» Do this: Copy out every line of the data below that contains the word "driveway". Case counts.

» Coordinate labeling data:
>> start

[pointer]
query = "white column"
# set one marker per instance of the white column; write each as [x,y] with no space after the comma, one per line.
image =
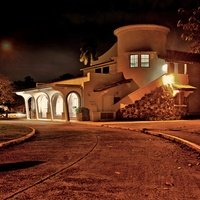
[176,68]
[51,109]
[26,98]
[36,106]
[27,108]
[65,109]
[185,68]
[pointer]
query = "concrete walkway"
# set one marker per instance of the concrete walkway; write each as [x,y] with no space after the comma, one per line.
[186,132]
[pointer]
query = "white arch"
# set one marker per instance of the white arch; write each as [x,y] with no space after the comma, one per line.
[43,105]
[73,102]
[58,106]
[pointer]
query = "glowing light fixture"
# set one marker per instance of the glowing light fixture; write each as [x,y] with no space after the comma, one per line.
[5,45]
[175,92]
[165,68]
[168,79]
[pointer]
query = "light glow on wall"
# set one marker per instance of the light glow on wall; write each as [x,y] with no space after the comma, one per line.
[168,79]
[165,68]
[175,92]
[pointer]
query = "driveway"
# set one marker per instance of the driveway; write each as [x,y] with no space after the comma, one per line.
[78,161]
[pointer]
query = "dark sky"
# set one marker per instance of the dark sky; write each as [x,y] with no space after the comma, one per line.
[46,36]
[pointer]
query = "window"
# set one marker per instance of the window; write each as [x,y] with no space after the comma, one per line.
[134,60]
[105,70]
[98,70]
[144,60]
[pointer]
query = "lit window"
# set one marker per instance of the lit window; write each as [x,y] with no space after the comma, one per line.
[105,70]
[144,60]
[134,61]
[98,70]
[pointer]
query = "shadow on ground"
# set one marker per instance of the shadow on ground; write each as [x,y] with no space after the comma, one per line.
[18,165]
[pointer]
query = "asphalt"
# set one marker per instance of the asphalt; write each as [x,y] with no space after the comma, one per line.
[186,132]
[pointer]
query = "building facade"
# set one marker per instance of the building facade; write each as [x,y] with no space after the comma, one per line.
[137,64]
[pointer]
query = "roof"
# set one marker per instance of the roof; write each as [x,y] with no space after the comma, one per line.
[184,87]
[105,87]
[179,56]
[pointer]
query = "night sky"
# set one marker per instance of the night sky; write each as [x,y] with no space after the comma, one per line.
[46,36]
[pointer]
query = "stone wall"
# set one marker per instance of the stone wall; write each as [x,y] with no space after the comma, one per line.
[156,105]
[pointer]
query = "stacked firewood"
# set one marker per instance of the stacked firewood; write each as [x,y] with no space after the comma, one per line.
[156,105]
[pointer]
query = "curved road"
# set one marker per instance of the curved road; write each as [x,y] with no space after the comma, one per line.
[73,161]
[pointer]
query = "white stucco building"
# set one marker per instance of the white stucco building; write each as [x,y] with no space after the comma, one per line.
[134,66]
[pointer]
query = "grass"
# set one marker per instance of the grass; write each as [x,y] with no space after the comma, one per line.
[10,132]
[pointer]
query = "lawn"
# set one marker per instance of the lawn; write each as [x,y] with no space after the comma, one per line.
[10,132]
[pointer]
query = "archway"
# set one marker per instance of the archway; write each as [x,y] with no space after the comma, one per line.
[32,108]
[58,106]
[73,102]
[43,106]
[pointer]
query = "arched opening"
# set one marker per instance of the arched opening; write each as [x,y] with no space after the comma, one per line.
[73,102]
[58,106]
[32,108]
[43,106]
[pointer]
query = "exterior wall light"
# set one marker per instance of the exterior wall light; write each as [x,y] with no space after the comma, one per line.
[165,68]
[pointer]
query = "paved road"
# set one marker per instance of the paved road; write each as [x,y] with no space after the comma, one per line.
[74,161]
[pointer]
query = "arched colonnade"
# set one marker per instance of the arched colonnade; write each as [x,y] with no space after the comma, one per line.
[51,104]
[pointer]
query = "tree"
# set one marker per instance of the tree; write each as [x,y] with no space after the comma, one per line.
[6,91]
[190,25]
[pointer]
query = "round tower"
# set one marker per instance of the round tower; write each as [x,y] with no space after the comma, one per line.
[142,38]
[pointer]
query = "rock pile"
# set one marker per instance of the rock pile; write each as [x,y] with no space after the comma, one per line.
[156,105]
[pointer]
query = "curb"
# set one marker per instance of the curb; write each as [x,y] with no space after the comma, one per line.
[163,135]
[173,139]
[18,140]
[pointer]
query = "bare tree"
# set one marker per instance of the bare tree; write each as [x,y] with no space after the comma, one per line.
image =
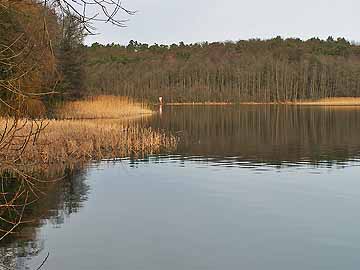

>> end

» Output of the exercise:
query = "driveway"
# set one marker per instance of the driveway; write each as [x,y] with no space after the comma, one per line.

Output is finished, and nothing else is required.